Keio University

Public Space and a Smoke-Free Society

Writer Profile

  • Takehiro Ohya

    Faculty of Law Professor

    Takehiro Ohya

    Faculty of Law Professor

2017/06/01

Suppose, for example, there was a restaurant with a rule that customers must be completely naked inside. Would that be an obstacle to me deciding my own way of life? What if it were a coffee shop where smoking was mandatory? Personally, I find no appeal in either, but as long as the rules are announced in advance and the possibility of "not using" the establishment is substantially guaranteed, the existence of such a shop somewhere in the world would make no difference to my life (or the lives of all those who, like me, wish to live unrelated to such acts). Nevertheless, can the prohibition of such shops by public authority be justified?

The conclusion from J.S. Mill's "Harm Principle," for instance, would be that it cannot. This idea—that the state is only permitted to prohibit an act if it causes harm to others—is based on the principle that every individual is equally guaranteed the capacity and right to judge what is necessary for their own life and what brings them happiness. In other words, this is (one of) the cornerstones of modern society and democracy as a system in which everyone participates equally.

Of course, while it is fine that the harm principle allows for the prohibition of murder or injury, it goes without saying that things like noise or vibration—which are hard to call "harm" but may hinder my enjoyment of my life (nuisances)—become an issue. However, even so, one cannot deny that there are people who enjoy such things, as seen in the occasional hits of "explosive sound screenings" of movies or immersive screenings involving movement and wind. Where is the way for such people and those who are not (including myself) to coexist? The answer likely lies in the physical existence of space.

If the substance of smoke obstructs my self-determination regarding health, what is necessary to prevent that is for smoke not to enter my surroundings and for the substantial possibility of me not entering a space with smoke to be guaranteed—nothing more, nothing less. And if what is needed to ensure this is the separation of space according to the presence or absence of smoke, then "completely non-smoking" and "completely smoking" are equivalent. If people who like the presence of smoke and those who do not can breathe different air in completely different spaces, we can maximize the possibility of happiness as envisioned by each individual.

Of course, the next problem lies in how to handle spaces that cannot be separated in that way—typically public spaces where all kinds of people come and go, such as roads and public transportation. If a safe option among multiple choices, a standard that interferes with others as little as possible, needs to be adopted here, then non-smoking will be chosen. If, apart from public spaces, spaces where one can enjoy tobacco smoke to one's heart's content are substantially guaranteed, such regulations should not become an excessive restriction on each person's life. In this case, the regulation of public space is ethically justified by the lack of regulation in private space.

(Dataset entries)
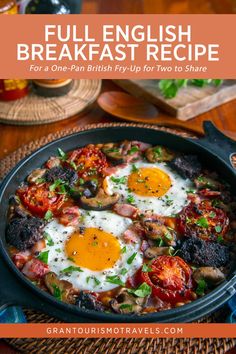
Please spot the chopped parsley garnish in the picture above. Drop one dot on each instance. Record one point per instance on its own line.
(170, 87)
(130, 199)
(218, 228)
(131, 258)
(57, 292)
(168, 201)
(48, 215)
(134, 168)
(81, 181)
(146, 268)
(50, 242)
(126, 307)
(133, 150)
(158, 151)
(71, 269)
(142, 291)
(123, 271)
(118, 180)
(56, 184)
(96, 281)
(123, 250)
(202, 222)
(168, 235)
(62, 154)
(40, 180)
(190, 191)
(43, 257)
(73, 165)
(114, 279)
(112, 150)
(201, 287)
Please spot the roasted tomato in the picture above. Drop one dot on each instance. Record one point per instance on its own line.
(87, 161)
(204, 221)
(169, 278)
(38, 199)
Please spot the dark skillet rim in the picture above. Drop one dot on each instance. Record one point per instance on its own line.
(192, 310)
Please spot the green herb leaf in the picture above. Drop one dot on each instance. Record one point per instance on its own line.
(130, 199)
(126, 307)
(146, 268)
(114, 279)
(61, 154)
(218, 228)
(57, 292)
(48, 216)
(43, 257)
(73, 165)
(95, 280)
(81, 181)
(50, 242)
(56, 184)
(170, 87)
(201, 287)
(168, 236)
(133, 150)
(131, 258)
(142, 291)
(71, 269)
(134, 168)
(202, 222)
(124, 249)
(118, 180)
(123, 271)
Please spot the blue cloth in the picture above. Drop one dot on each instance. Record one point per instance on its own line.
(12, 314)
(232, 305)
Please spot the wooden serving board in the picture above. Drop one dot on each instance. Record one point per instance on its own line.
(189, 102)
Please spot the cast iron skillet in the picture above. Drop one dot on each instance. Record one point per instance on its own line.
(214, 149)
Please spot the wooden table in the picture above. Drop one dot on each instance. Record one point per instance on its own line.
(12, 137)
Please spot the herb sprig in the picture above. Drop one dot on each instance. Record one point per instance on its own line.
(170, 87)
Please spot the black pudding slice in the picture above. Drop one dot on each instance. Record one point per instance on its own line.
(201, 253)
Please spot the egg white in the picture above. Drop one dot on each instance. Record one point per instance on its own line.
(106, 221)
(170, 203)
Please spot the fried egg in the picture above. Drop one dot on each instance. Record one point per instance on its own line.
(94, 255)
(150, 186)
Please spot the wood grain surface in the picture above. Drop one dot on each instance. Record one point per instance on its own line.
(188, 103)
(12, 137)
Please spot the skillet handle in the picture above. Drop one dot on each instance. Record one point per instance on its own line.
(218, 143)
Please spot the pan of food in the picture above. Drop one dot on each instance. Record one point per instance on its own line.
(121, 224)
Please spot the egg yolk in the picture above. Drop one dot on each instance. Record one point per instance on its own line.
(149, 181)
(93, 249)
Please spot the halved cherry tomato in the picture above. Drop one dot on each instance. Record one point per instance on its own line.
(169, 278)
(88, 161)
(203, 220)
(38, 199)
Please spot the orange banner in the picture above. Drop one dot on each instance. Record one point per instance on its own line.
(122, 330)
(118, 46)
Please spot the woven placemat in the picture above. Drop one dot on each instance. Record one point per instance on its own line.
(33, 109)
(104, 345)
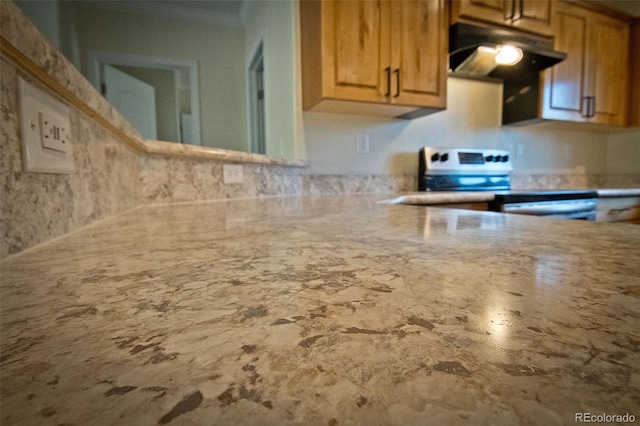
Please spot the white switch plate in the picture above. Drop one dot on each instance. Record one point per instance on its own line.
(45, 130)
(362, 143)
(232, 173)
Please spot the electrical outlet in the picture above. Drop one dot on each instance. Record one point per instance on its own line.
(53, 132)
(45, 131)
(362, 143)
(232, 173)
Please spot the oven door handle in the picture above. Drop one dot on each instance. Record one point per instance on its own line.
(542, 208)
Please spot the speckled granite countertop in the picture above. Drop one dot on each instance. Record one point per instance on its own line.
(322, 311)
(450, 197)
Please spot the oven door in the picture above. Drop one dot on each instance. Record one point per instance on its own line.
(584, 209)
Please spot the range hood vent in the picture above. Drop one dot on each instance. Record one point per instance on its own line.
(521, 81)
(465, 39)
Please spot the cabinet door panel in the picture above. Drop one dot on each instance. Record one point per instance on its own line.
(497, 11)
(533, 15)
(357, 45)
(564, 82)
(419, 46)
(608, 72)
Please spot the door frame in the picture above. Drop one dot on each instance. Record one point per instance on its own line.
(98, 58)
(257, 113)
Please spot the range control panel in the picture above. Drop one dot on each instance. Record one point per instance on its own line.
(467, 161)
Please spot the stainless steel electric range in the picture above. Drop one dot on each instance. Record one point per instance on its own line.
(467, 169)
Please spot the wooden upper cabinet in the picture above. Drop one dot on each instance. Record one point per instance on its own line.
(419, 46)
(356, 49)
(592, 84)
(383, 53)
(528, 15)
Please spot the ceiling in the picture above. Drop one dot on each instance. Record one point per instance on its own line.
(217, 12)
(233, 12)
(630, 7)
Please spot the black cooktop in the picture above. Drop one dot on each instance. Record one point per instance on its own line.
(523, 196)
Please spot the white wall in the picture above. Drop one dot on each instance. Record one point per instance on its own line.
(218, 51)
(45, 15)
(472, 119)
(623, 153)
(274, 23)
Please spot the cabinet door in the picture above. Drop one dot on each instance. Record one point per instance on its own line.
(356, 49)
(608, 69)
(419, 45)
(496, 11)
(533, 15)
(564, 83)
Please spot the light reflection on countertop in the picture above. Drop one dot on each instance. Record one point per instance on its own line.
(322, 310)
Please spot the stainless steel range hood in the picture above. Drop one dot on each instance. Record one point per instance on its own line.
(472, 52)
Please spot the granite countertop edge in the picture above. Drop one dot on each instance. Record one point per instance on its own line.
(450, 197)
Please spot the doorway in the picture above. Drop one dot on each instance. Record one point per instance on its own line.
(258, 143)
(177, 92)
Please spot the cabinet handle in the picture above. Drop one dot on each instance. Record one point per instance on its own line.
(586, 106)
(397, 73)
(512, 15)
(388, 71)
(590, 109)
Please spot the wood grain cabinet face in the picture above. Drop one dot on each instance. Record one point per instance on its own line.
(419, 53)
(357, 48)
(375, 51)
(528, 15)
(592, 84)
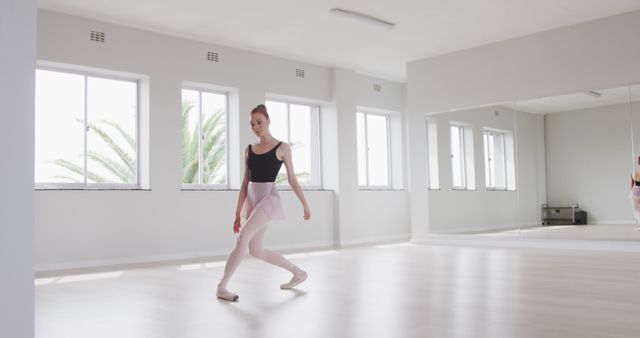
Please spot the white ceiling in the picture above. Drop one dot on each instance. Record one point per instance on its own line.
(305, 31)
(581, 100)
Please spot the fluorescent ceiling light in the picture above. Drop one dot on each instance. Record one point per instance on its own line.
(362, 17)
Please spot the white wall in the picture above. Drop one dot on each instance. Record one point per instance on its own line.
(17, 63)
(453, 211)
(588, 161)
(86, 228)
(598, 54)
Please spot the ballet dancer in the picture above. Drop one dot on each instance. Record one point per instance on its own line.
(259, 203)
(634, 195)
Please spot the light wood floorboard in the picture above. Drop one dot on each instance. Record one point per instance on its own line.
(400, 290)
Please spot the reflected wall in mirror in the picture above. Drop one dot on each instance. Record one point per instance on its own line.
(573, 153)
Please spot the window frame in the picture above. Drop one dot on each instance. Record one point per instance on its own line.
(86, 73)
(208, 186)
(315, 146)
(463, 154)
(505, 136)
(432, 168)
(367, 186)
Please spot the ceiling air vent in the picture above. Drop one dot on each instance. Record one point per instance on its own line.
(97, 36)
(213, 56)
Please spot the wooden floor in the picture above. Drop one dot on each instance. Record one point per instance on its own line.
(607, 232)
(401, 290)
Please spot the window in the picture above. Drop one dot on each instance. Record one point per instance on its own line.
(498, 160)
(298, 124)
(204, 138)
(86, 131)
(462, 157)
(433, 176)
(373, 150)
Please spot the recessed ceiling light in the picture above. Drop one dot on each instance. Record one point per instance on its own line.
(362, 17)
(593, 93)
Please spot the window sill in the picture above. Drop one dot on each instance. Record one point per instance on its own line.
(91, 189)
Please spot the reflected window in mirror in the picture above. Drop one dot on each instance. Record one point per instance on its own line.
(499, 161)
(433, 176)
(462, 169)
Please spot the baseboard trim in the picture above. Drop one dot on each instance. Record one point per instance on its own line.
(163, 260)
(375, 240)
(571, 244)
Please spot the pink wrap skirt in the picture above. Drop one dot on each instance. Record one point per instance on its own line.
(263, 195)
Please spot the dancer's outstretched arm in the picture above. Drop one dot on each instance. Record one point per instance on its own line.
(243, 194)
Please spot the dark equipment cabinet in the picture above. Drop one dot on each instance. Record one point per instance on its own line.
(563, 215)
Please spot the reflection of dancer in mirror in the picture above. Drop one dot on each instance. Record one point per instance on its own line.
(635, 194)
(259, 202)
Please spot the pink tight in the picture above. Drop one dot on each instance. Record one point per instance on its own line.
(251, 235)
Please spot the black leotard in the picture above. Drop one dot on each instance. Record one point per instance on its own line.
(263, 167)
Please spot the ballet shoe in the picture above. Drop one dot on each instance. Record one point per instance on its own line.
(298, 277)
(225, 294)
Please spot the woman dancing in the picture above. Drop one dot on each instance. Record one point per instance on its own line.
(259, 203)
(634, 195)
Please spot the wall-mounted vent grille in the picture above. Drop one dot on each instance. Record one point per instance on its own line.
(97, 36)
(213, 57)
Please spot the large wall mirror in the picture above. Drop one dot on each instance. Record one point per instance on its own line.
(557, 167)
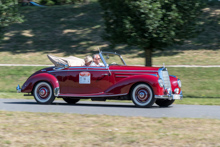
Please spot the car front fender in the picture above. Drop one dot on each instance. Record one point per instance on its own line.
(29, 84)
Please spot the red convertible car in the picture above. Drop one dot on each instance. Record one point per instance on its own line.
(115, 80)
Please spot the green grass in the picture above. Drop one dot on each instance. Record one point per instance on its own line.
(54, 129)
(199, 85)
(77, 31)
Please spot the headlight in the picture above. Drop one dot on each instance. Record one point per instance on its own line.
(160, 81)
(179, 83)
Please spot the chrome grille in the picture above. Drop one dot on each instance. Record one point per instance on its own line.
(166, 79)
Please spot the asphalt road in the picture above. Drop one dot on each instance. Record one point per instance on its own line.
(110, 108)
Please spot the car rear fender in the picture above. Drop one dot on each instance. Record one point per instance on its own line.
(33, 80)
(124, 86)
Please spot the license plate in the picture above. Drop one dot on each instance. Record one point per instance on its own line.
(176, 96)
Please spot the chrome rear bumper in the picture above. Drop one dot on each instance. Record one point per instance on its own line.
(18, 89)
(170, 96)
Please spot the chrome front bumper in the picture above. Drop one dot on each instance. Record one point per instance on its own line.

* * *

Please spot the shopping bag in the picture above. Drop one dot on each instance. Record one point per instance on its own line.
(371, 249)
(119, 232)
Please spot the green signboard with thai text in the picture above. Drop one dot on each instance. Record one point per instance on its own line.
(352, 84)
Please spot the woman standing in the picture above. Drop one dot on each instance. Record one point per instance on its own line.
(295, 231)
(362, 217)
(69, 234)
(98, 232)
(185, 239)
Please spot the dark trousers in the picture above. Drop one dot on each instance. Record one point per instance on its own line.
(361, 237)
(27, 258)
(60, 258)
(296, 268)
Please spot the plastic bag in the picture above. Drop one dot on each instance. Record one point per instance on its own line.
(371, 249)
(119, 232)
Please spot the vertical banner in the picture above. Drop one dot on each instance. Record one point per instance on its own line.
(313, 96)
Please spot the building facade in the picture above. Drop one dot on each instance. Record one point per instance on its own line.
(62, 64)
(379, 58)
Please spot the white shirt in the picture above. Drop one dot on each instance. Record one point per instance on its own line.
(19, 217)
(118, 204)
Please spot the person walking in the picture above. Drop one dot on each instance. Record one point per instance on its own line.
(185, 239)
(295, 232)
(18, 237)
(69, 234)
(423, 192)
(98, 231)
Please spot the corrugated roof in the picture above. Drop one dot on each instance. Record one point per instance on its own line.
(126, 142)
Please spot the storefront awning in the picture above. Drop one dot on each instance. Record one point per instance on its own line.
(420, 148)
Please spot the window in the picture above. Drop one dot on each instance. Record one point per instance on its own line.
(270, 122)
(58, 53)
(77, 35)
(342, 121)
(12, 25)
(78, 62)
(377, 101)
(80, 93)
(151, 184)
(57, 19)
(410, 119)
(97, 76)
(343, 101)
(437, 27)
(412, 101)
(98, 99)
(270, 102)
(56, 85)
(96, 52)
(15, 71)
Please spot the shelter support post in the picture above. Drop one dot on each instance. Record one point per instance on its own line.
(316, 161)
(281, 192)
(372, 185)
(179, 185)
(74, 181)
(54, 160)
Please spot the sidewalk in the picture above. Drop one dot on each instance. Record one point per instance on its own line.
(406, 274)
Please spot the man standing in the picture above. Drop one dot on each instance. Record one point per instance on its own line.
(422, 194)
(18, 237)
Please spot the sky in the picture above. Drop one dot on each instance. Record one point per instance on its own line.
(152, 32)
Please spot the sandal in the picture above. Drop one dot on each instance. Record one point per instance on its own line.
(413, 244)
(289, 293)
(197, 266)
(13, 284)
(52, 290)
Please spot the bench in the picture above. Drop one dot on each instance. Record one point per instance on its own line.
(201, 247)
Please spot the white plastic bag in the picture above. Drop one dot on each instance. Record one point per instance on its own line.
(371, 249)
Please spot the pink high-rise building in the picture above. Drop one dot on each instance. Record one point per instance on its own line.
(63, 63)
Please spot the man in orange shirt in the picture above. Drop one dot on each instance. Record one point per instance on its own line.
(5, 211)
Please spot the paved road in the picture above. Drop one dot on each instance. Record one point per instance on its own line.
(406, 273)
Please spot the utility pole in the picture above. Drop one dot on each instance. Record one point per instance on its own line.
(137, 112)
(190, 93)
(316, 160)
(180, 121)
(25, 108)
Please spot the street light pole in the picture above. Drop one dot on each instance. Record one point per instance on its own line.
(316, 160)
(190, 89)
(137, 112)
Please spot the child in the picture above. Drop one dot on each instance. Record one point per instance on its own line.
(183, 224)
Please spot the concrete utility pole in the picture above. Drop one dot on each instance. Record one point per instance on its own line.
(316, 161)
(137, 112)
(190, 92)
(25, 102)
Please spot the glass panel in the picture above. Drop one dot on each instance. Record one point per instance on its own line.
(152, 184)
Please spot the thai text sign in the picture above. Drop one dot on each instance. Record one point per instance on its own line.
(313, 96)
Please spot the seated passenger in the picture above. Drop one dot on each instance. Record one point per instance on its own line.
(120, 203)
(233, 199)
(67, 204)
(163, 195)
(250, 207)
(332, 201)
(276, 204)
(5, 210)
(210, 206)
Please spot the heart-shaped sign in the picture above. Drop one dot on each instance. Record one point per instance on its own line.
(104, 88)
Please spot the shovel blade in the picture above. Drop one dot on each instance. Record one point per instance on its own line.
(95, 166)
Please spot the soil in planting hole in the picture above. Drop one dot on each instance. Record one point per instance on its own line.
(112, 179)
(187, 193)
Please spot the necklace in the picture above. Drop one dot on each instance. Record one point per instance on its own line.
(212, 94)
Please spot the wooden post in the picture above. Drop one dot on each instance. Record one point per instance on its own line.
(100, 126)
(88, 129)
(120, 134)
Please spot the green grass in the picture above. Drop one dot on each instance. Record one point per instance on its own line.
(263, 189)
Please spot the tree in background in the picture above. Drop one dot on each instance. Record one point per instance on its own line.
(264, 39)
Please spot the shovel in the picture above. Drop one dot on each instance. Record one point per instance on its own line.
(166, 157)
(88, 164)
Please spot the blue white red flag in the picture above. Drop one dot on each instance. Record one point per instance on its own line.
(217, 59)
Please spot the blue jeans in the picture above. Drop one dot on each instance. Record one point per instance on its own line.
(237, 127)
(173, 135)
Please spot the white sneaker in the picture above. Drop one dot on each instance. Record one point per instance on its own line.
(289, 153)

» **TASK 1**
In the essay on public space and smoking, condense the paragraph beginning "The conclusion from J.S. Mill's" into a short bulleted list that keeps its main facts.
» **TASK 2**
Go on with the essay on public space and smoking, picking up after its final sentence.

» **ANSWER 1**
- Under J.S. Mill's "Harm Principle," the state could not justify prohibiting such shops.
- The principle permits the state to prohibit an act only if it causes harm to others.
- It rests on the idea that every individual is equally guaranteed the capacity and right to judge what their own life needs and what brings them happiness.
- This idea is one of the cornerstones of modern society and of democracy as a system in which everyone participates equally.

» **ANSWER 2**
Regulations in European countries that ban indoor smoking to avoid trapping secondhand smoke (the primary issue) have often been contrasted with the Japanese approach of banning street smoking for reasons of aesthetics. However, the former also allows smoking to be brought into public spaces where there are people whose views on tobacco or personal circumstances are unknown. And while smoke may indeed be carried away by the wind outdoors, it does not immediately cease to exist, nor does the danger of fire from a lit cigarette disappear. European-style regulations are creating something quite the opposite of a society that enables the coexistence of people with different life plans; the cause can be seen in the fact that they attempted to regulate private spaces before public spaces.

Partitioning specific, limited spaces for people with certain orientations/intentions/tastes is not contradictory to the existence of public spaces where diverse people coexist, provided that the nature of the space is clearly stated and freedom of entry and exit is allowed. Nevertheless, passive smoking measures for the Tokyo Olympics propose a style of regulation that forces one side as a general principle even for partitioned spaces like restaurants. This is difficult to justify, at least as long as it is based on the principle of self-determination, and it may result in creating something different from the modernity we stand upon.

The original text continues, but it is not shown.